> [Instructions for the task]: Extract every record, keeping each one exactly as it is.

> [Stored data]:
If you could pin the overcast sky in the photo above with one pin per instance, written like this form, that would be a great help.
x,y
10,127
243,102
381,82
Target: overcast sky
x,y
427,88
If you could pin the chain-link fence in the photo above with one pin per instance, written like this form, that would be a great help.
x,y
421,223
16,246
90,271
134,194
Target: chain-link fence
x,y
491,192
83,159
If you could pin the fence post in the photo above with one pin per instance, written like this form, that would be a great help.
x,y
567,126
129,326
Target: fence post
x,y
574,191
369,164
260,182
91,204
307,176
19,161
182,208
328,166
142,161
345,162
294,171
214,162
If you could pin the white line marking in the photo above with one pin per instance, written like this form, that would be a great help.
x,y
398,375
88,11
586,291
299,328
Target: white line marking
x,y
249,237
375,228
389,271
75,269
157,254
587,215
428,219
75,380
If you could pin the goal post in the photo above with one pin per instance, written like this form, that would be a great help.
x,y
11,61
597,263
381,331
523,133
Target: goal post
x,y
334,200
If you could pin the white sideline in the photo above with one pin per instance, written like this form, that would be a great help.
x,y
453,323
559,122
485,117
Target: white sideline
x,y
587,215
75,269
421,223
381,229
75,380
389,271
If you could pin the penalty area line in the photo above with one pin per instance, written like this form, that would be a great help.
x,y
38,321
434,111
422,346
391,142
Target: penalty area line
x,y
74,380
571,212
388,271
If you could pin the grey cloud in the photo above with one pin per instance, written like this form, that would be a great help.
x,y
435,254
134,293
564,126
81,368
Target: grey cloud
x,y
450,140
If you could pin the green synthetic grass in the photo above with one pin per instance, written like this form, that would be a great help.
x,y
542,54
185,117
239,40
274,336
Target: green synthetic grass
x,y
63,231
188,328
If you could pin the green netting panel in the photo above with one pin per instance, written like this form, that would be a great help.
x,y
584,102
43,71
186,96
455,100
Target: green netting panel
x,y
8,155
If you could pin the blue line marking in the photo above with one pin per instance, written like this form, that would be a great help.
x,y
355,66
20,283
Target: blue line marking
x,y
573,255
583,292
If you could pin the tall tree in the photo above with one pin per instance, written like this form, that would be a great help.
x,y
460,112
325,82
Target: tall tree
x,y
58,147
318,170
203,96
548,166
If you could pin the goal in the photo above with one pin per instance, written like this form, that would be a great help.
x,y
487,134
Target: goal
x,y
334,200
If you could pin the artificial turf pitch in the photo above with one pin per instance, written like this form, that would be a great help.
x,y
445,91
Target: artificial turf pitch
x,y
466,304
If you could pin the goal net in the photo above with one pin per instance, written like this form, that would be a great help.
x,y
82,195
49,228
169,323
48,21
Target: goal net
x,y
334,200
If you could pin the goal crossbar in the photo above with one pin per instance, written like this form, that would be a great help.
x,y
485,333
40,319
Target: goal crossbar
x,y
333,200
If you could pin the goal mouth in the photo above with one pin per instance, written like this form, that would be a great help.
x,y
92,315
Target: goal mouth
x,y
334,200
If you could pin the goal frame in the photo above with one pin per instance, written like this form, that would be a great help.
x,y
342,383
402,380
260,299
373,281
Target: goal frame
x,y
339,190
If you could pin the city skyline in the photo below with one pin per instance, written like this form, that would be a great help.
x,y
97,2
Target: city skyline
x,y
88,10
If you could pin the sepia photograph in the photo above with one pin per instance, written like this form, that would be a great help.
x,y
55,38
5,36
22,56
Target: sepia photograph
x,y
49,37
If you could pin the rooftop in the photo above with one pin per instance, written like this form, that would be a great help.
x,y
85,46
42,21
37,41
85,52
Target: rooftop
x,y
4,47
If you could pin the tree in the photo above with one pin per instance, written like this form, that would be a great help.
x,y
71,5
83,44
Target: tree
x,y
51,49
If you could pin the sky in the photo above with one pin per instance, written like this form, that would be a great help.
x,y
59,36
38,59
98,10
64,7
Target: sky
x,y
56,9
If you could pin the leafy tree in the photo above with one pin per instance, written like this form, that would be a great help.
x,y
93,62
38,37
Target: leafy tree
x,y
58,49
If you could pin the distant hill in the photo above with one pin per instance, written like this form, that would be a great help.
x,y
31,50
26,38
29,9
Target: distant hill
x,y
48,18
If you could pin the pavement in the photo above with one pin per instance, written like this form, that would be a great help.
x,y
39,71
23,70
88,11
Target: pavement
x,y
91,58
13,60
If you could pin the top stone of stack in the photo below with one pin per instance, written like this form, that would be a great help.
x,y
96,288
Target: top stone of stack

> [Exercise output]:
If you could pin the overcast sky in the photo above with one pin per instance, written like this form, that would be a great help.
x,y
10,127
243,102
381,82
Target: overcast sky
x,y
427,88
If you could pin the chain-link fence in the photo above with one pin per instance, written like this form, that would be a great help.
x,y
421,223
16,246
90,271
134,194
Target: chain-link fence
x,y
491,192
83,159
If you could pin the fence post in the photo above with one pin per instance, written like this form, that would be a great help.
x,y
567,126
129,326
Target: fence post
x,y
574,191
369,164
260,182
91,204
307,176
19,161
182,208
328,166
142,161
345,162
294,171
214,162
If you could pin the white line marking in the photo above with one pin per instance, written like this form, that would be a great help.
x,y
398,375
88,11
586,291
299,328
Target: white line marking
x,y
249,237
375,228
389,271
75,269
157,254
587,215
428,219
75,380
If you could pin the goal post in the photo above with one pin per instance, written like this form, that would be a great help.
x,y
11,61
597,263
381,331
523,133
Target: goal post
x,y
334,200
If you could pin the white sideline in the photo above with one pin per instance, written like this form, that would be a great help.
x,y
453,323
559,122
485,117
Target: white sideline
x,y
587,215
75,269
421,223
381,229
75,380
389,271
If you could pin the penalty area line in the photo above with one pin per instance, written like this form, that would be a great help.
x,y
38,321
434,111
422,346
391,142
Target: penalty area line
x,y
74,380
571,212
388,271
If you could pin the grey cloud in the photo above with one pin per instance, written like this form, that would be a great help.
x,y
435,254
134,293
564,126
81,368
Target: grey cloud
x,y
450,140
If you could pin the green synthetic grass in the photo above with one pin per instance, written like this form, that would be a great help.
x,y
542,54
185,117
239,40
274,336
Target: green synthetic grass
x,y
63,231
188,328
If you could pin the green netting panel in the photo above with one pin per instance, written like this form, that would be a great help.
x,y
584,102
43,71
186,96
455,100
Target: green netting panel
x,y
8,155
If you could pin the blue line marking in the photo above with one pin per instance, written like this form, that would be a great help.
x,y
355,66
20,283
Target: blue line marking
x,y
573,255
583,292
If you could pin the tall tree in the photo above with one pin per instance, written like this form, that would be a great help.
x,y
460,112
325,82
Target: tall tree
x,y
58,147
318,170
203,96
548,166
If you could pin the goal in the photo above with one pin per instance, written like this form, that would be a great help.
x,y
487,134
Target: goal
x,y
334,200
If you could pin the artificial turf pitch in the photo above with one pin per instance, written like this form, that would be a great help.
x,y
445,91
Target: artificial turf pitch
x,y
466,304
If you could pin the goal net in the photo above with one pin per instance, written like this form, that would be a great help.
x,y
82,195
49,228
169,323
48,21
Target: goal net
x,y
334,200
If you could pin the goal crossbar in the photo above with one pin per instance, written like this form, that would be a great help.
x,y
485,333
40,319
Target: goal crossbar
x,y
333,200
If you could pin the goal mouth in the photo above with one pin per instance, written like this form, that would be a great help.
x,y
92,315
Target: goal mouth
x,y
334,200
If you could pin the goal frame in the photo above with one pin per instance, written like this form, that would be a great help.
x,y
342,383
402,380
260,299
373,281
Target: goal frame
x,y
339,190
If you could pin the city skyline in the photo below with one pin per instance, written like this form, that would be a great help.
x,y
97,2
Target: city skyline
x,y
88,10
If you could pin the sepia photograph in the photo above with one pin per instance, written like this form, that would be a great help.
x,y
55,38
5,36
22,56
Target: sepia photograph
x,y
49,37
If you could pin the rooftop in the photo above with one pin per instance, written like this form, that would be a great help.
x,y
85,46
42,21
37,41
85,52
Target: rooftop
x,y
4,47
If you could pin the tree in the photo above with one pin per instance, written like this form, that would be a great help.
x,y
71,5
83,44
Target: tree
x,y
51,49
If you could pin the sky in the photo above with one pin per instance, written like this form, that would be a great help.
x,y
59,36
38,59
98,10
64,7
Target: sky
x,y
56,9
If you could pin the leafy tree in the photo above with one pin per instance, written like this form, that would be a great help.
x,y
93,62
38,37
Target: leafy tree
x,y
58,49
If you could pin the distant hill in the photo above with one pin per instance, written like this form, that would be a great help.
x,y
31,50
26,38
29,9
Target: distant hill
x,y
48,18
If you could pin the pavement in the photo above with one pin per instance, written like this form, that would be a great help.
x,y
39,71
23,70
88,11
Target: pavement
x,y
91,58
13,60
If you could pin the top stone of stack in the photo below with one pin per instance, written like this form, that would be a great help.
x,y
96,288
Target: top stone of stack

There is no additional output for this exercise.